Reading passage »

Notice that in both Binary2Hex() and Hex2Binary() methods I am using the ::SysReAllocStringLen() function for reallocating the output string before returning. If the BSTR argument is not already allocated on the client side, then this function is generating a wonderful crash on the client side. So what? somebody could argue, you could use the function ::SysAllocStringLen() instead, which is working fine in any situation. It is true, but if the string was already allocated on the client side, this ::SysAllocStringLen() function would generate memory leaks in the system. So in this case, for avoiding the memory leaks, the programmer should first, before calling the method, deallocate the string on the client side or he should ensure that the string is not initialized, but you cannot impose it on him, and there is no compiling or execution error if he is not doing it. Therefore I think the best solution is to use the reallocation functions on the server side and recommend to the programmer on the client side to systematically use a BSTR wrapper which is initializing the encapsulated BSTR to an empty string (or if he likes he can ensure that all the BSTR strings are allocated, which is more error prone and time consuming).

Work instructions » In the passage on BSTR string allocation, translate this sentence into Spanish: "It is true, but if the string was already allocated on the client side, this ::SysAllocStringLen() function would generate memory leaks in the system."

Supplied data »
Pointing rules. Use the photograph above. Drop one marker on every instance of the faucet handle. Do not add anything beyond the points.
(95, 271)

Task response » Es cierto, pero si la cadena ya estaba asignada en el lado del cliente, esta función ::SysAllocStringLen() generaría fugas de memoria en el sistema.